__REQUIRED TASK__: Without altering anything, output the material below.

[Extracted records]
----

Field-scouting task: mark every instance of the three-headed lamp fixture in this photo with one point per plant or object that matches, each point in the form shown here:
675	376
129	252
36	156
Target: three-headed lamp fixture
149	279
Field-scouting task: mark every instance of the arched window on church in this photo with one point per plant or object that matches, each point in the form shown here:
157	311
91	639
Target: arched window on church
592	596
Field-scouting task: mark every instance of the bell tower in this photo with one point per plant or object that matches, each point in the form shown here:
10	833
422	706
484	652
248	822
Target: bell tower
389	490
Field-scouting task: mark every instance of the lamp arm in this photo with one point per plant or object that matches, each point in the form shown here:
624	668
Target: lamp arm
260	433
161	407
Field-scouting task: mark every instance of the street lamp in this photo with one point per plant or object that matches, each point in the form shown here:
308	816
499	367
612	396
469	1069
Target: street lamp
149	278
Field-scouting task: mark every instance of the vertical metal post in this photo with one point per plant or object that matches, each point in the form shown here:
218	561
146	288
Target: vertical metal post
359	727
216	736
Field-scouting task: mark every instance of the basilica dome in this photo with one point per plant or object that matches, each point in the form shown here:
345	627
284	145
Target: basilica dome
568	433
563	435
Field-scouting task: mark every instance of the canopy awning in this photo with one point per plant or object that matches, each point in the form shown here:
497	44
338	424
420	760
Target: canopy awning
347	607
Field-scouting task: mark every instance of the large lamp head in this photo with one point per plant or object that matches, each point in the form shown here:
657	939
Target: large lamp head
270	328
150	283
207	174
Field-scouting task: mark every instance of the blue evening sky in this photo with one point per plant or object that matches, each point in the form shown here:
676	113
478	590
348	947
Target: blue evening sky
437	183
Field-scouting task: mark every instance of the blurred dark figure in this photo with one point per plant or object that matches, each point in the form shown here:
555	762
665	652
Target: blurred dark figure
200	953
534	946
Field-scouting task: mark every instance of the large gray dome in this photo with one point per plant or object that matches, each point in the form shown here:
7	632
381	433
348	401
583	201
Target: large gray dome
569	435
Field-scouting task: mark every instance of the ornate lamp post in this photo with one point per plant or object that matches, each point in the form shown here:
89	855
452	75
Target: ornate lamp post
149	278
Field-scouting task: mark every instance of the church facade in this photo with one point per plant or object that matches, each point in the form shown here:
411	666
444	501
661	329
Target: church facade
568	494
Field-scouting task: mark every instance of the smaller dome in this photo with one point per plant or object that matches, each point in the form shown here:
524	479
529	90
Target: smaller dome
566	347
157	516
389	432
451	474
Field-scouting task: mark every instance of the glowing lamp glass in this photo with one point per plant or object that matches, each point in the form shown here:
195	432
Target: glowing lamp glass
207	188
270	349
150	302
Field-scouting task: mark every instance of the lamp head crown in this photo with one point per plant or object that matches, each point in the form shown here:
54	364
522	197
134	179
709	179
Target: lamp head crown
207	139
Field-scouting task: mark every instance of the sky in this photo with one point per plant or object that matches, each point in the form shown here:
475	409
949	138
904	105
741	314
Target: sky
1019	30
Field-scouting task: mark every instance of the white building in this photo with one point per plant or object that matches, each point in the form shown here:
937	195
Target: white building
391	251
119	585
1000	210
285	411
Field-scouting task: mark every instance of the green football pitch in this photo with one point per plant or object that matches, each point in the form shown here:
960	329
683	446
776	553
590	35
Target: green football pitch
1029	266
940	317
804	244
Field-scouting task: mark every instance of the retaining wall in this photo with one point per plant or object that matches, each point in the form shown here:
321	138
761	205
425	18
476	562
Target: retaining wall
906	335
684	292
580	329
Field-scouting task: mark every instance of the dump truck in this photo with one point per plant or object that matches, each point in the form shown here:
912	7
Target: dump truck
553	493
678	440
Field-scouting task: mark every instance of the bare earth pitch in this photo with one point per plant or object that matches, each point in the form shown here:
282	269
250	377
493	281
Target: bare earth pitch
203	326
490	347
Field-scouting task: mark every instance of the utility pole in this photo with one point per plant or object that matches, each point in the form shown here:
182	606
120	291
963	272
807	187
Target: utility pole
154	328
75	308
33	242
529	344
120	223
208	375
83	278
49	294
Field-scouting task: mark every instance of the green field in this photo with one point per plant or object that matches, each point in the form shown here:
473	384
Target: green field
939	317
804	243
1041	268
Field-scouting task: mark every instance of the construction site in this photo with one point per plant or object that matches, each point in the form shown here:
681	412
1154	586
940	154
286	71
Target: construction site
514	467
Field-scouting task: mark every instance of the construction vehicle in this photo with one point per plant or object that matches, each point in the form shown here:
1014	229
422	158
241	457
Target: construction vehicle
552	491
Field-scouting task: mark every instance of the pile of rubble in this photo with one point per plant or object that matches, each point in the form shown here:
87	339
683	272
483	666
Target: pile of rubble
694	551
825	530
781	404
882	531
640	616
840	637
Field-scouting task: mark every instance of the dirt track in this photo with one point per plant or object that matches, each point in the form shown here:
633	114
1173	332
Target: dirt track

----

__EXPECTED ANSWER__:
Field-scouting task: mark every instance of the three-headed lamp fixture in this photo with one point per plant or object that matches, each point in the form shown here:
675	376
129	252
36	156
Target: three-headed lamp fixture
149	279
Field-scouting task: mark every instance of the arched window on church in this photo with one point per plant or object that matches, each point in the form shown here:
157	311
91	639
Target: arched window on church
592	596
Field-scouting task: mark every instance of the bell tower in this photo with one point per plant or object that matches, each point in the form shown here:
10	833
422	706
484	652
248	822
Target: bell tower
389	490
Field-scouting task: mark every instance of the lamp arm in this photo with one point per plant or object that matches, each point in the form shown here:
624	668
Target: lamp arm
260	433
161	407
Field-scouting task: mark every instance of the street lamp in this photo with one point per plant or object that matches, each point in the form shown here:
308	816
499	367
612	396
469	1069
Target: street lamp
149	278
Field-scouting task: mark every instance of the vertical metal post in this photo with one point per plant or object that matches, each point in the form shown here:
218	561
146	288
Target: vertical metal post
359	727
216	736
Field-scouting task: mark every instance of the basilica dome in this photo with one point per plant or object that matches, each point in the form shown here:
345	627
284	145
Target: basilica dome
568	433
563	435
Field-scouting task: mark every instance of the canopy awning in this photo with one point per plant or object that matches, each point in the form shown here:
497	44
338	424
420	760
Target: canopy awning
347	607
Field-scouting task: mark every instance of the large lamp head in this photo with one point per plant or object that matches, each point in the form shown here:
657	939
Target: large lamp head
270	328
150	283
207	174
Field-scouting task: mark every instance of the blue evening sky in this photo with one point per plant or object that matches, each point in the form shown here:
676	113
478	590
348	947
Target: blue evening sky
437	183
Field-scouting task: mark every instance of the blurred dark figure in this photo with one point per plant or object that matches, each point in the form shown here:
555	762
665	652
Target: blurred dark figure
200	953
534	946
Field-scouting task: mark every instance of the large gray dome in this photo with one point per plant or object that matches, each point in the form shown here:
7	632
381	433
348	401
583	201
Target: large gray dome
569	435
Field-scouting task: mark every instance of the ornate lamp post in this photo with one point per plant or object that matches, each point in the form shown here:
89	855
452	75
Target: ornate lamp post
149	278
Field-scouting task: mark every instance of the church facade in this photo with one point per plant or object that matches, each point in the form shown here:
411	666
444	501
661	329
Target: church facade
568	494
Field-scouting task: mark every instance of the smaller dome in this photo with one point per plant or object that matches, each point in the form shown here:
524	479
529	90
Target: smaller dome
566	347
157	516
389	432
451	474
Field-scouting task: mark every instance of the glowing lamp glass in this photo with one point per plant or object that matches, each point in the form shown here:
195	432
Target: glowing lamp glass
207	188
270	349
150	302
Field-scouting task: mark every instance of the lamp head crown in this photo with one point per plant or object that matches, each point in the form shown here:
54	364
522	197
134	179
709	179
Target: lamp head crown
207	139
Field-scouting task: mark every instance of the sky in this photo with one point per plant or object that matches, each point in the form shown here:
475	409
949	138
904	105
741	314
Target: sky
1019	30
Field-scouting task: mark every instance of the white building in this photo with one point per plant or object that matches, each point in the form shown here:
937	195
Target: white building
391	251
119	585
1000	210
285	411
Field-scouting task: mark every instance of the green football pitch in this photo with one point per plant or object that matches, each point in the form shown here:
960	329
683	446
776	553
590	35
Target: green football pitch
1029	266
940	317
804	244
Field-scouting task: mark every instance of the retaining wall in this photo with one point per plant or object that matches, each point in the form shown here:
321	138
761	205
425	18
476	562
Target: retaining wall
906	335
684	292
580	329
Field-scouting task: mark every instance of the dump truck in this photo with one point per plant or object that matches, each point in the form shown here:
912	7
Target: dump truck
553	493
678	440
Field-scouting task: mark every instance of the bare earth pitch in this photo with one point per plant or object that matches, each point in the form shown here:
282	269
250	377
493	281
Target: bare earth pitch
203	326
490	347
Field-scouting task: mark every instance of the utility pole in this photo with one point per plant or object that matches, each point in the form shown here:
182	606
120	291
963	272
807	187
Target: utility pole
154	328
75	308
33	242
529	344
120	223
208	375
83	278
49	294
Field-scouting task: mark every instance of the green field in this photo with one point per plant or object that matches, each point in the form shown here:
473	384
Target: green field
939	317
804	243
1041	268
Field-scouting task: mark every instance of the construction site in this photo with one point per plant or object that matches, each point in the form shown here:
681	412
1154	586
940	154
286	71
Target: construction site
514	467
Field-scouting task: mark every instance of the construction vehicle in this photo with one point per plant or object that matches, each point in the form shown here:
1014	229
422	158
241	457
Target: construction vehicle
552	491
Field-scouting task: mark every instance of the pile of rubble in this photo with one point per plant or object that matches, each point in the form shown here:
87	339
683	272
483	666
Target: pile of rubble
694	551
825	530
781	404
882	531
640	616
840	637
Field-scouting task: mark every instance of the dirt track in this photo with one point per plant or object that matches, each point in the form shown here:
633	114
1173	332
Target: dirt track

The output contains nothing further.